[Brano scelto]
Infiammato dal suo zelo apostolico e avendo compreso la missione della Chiesa, San Giuseppe Allamano si interessò al mondo intero. Sentì l'urgenza di portare il Vangelo fino ai confini della terra. Nella sua osservazione, c'erano così tante organizzazioni sponsorizzate dalla Chiesa che si dedicavano alla carità, ma nessuna era dedicata alla missione.

Per porre rimedio alla situazione, dopo una lunga preparazione spirituale accompagnata da ostacoli e sfide, il 29 gennaio 1901 fondò la congregazione dei Missionari della Consolata per padri e fratelli.

Nella formazione iniziale, il Fondatore aveva previsto che, mentre i padri si sarebbero fatti carico del lavoro pastorale, i fratelli sarebbero stati responsabili nella creazione di strutture al servizio della missione. Coadiutori della missione. Il lavoro fatto dai fratelli, fino ad oggi, parla dell’importanza dei fratelli nella missione.

Fratel Vincenzo Clerici

20241210Vincenzo1Durante il ritiro annuale dei missionari della Consolata a Modjo, ho avuto modo di interagire con Fratel Vincenzo Clerici, che ha 84 anni, e che è l'unico Fratello della Consolata rimasto in Etiopia. Era mia intenzione cercare di capire la sua storia come fratello nella Consolata.

[Dati forniti]
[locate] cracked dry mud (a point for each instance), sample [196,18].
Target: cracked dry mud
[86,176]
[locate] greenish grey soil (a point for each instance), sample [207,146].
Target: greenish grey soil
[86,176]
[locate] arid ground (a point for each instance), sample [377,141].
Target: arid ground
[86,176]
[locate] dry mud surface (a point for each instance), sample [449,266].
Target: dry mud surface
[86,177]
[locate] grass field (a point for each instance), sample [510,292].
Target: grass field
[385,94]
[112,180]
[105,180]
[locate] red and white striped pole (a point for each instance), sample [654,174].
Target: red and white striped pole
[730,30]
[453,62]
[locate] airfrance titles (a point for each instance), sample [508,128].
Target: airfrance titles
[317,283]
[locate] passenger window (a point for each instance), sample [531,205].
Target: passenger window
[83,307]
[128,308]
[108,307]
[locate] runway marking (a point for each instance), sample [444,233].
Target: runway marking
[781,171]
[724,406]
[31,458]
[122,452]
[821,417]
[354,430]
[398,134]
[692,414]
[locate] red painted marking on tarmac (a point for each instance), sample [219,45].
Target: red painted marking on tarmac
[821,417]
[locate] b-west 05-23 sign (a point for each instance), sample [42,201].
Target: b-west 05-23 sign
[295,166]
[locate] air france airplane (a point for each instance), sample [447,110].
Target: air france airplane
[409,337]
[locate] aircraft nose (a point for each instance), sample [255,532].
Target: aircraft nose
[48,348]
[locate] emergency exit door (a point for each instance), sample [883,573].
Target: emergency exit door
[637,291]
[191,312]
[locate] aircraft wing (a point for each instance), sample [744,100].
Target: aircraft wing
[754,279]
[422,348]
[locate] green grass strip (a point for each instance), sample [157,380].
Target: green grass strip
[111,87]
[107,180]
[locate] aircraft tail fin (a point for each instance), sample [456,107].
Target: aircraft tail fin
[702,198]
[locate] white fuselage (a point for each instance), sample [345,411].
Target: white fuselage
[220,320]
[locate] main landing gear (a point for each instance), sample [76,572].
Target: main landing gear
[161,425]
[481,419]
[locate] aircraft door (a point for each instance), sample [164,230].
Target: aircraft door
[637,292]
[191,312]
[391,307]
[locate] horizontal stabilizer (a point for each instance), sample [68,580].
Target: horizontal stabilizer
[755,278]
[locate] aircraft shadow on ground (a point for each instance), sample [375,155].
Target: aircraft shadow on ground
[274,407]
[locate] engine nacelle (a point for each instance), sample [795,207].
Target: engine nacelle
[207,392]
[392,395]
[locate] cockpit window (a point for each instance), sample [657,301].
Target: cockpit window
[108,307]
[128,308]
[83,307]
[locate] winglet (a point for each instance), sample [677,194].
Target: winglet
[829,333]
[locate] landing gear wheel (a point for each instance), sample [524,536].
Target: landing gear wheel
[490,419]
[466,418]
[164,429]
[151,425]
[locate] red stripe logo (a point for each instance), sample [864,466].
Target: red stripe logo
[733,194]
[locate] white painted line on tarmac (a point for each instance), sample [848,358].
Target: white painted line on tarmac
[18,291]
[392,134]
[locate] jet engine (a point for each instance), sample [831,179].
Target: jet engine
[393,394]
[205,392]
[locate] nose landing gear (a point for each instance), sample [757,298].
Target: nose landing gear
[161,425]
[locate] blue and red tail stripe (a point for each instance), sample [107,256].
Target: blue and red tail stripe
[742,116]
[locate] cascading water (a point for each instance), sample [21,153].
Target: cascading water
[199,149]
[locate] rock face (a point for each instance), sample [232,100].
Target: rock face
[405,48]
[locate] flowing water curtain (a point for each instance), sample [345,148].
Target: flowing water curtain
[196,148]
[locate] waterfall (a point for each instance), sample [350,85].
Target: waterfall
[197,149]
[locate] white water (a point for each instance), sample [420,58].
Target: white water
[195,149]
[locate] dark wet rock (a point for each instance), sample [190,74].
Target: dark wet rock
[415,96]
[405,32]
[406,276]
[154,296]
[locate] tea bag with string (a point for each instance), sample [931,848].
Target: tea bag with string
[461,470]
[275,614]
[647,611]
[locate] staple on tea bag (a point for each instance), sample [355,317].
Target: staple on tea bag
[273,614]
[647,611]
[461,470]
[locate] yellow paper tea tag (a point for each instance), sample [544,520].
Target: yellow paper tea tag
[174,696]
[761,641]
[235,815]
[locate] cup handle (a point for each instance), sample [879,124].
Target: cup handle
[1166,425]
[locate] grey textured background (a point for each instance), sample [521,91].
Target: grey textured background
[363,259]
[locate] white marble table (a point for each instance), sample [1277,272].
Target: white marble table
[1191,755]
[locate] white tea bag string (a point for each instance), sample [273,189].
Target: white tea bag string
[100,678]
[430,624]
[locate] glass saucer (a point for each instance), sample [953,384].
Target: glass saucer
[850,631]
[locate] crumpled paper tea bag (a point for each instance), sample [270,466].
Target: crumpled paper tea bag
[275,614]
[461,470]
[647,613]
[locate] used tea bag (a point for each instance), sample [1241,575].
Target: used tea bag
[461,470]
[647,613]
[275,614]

[Compito] Prosegui il brano sui Missionari della Consolata a partire dalla sua ultima frase. Le righe sono materiale a sé, separato dal brano.

[Risposta]
Nato in Italia nel 1940, Fratel Vincenzo ha conseguito la laurea in fisica presso l’università di Torino, ed in seguito ha lavorato come insegnante in un istituto tecnico.

Fratel Vincenzo confessa che il cammino che lo ha portato ad essere fratello della Consolata è stato in un certo senso speciale. All'inizio si recò in missione in Kenya come giovane laico. Il termine volontario non era in uso allora. I giovani dall'Italia si trasferivano nei paesi del terzo mondo (come venivano chiamati allora) per fare un'esperienza lì. La sua prima esperienza missionaria è stata con i missionari della Consolata.

Tornato in Italia, fece parte di un gruppo di quattro giovani che ogni mese andavano alla Casa Madre dei missionari della Consolata. Lì, erano accompagnati da Padre Giuseppe Caffaratto che fungeva da loro animatore. Arrivò il momento che i suoi amici furono inviati in Amazzonia (Brasile), e invece lui fu mandato in Kenya.

Quando arrivò in Kenya, ci fu quello che lui definì un "Boom" delle scuole. Padre Giovanni De Marchi che era già in Kenya lo incoraggiò a imparare l'inglese. Quindi dovette recarsi in Inghilterra, dove trovò un lavoro per sostenersi e vi rimase per un anno mentre seguiva il suo corso di Inglese. Tornato in Kenya dopo il corso, fu inviato alla missione di Mugoiri vicino a Murang'a, dove lavorò come insegnante nella scuola secondaria di Mugoiri.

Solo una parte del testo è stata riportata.